• **Passage provided**:
┌──
Hamelin said the department was thrilled when the eagles returned to the site this year.
"Then we went back to that nest site April 1 and there was an adult eagle. They came back to the same nest. Then, throughout the summer, I watched them periodically and they again raised one more eagle chick," he said.
Last year, in Barnet, a resident observed a pair of bald eagles building what Hamelin called a "practice nest," but no one contacted Fish & Wildlife about the nesting.
"We call them a practice nest or a honeymoon nest. A pair of eagles will actually build a nest and then not nest. It's a part of their pairing up, a bonding, sort of like humans living together," Hamelin said. "They'll meet again at the site the next spring, lay eggs and raise young there."
On March 25, a fledgling eagle was observed in the Barnet nest, the biologist said.
"The eagle probably hatched right around the first of May or the end of April," he said.
The flight of a fledgling bald eagle is not accomplished overnight, Hamelin said.
"It's a real slow process," he said. "They do a lot of beating of their wings, building up the wing muscles. There's a lot of little test flights, not a big leap of faith from the nest. Their first flight might be 20 feet up into the treetops."
Even after they take flight, immature bald eagles are dependent upon the adults for food.
"They can't feed themselves," Hamelin said. "They'll come back to the nest and beg for food. They'll sit, perched for hours, while the adults are off fishing or hunting."
Eventually, the adults wean their young, forcing them to hunt and fish for their own food.
Fish make up most of the prey for bald eagles, Hamelin said.
Bald eagles are marked by a bright-white head and white tail. Females are larger than males, can weigh up to 14 pounds and have a wing span of about 8 feet. The smaller males weigh about 10 pounds, with a wing span of about 6 feet.
└──
• **Information provided**:
┌──
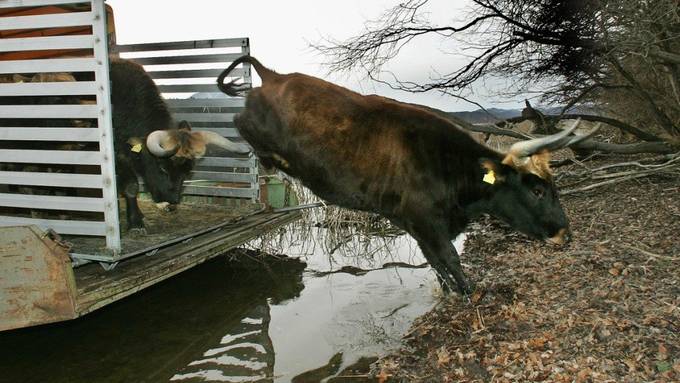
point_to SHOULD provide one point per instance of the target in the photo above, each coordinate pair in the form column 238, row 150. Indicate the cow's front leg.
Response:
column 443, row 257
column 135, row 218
└──
┌──
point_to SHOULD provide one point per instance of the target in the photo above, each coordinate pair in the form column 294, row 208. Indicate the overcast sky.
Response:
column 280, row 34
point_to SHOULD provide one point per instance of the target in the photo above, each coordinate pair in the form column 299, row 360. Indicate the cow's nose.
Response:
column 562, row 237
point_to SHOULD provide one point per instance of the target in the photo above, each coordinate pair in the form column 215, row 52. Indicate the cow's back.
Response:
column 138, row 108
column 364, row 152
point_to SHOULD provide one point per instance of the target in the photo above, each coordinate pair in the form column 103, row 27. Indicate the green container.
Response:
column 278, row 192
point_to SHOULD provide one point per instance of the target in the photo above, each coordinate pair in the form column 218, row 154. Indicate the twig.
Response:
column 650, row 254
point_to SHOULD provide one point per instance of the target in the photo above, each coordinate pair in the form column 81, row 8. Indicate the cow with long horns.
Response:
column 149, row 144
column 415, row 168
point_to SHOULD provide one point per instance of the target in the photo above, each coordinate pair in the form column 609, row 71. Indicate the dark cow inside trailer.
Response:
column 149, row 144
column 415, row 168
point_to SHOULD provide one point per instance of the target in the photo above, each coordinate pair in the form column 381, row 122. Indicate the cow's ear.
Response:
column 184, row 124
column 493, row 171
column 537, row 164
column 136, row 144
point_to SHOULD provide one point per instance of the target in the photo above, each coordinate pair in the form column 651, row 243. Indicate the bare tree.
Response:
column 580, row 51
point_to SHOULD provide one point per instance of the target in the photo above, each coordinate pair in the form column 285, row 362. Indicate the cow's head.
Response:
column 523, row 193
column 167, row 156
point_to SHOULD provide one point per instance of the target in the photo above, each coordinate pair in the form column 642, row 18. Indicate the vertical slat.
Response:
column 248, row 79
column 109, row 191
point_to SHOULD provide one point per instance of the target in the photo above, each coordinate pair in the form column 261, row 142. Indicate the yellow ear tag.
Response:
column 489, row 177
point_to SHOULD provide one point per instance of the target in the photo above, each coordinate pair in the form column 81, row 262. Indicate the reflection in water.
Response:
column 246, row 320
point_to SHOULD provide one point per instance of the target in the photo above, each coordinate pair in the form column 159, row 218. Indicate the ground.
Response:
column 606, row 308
└──
• **What the task requires**: From the passage on bald eagles, list every weight and wing-span figure given for females and males, and say which sex each figure describes. The items are not needed for this work.

• **Response box**:
- Females: weigh up to 14 pounds
- Females: wing span of about 8 feet
- Males: weigh about 10 pounds
- Males: wing span of about 6 feet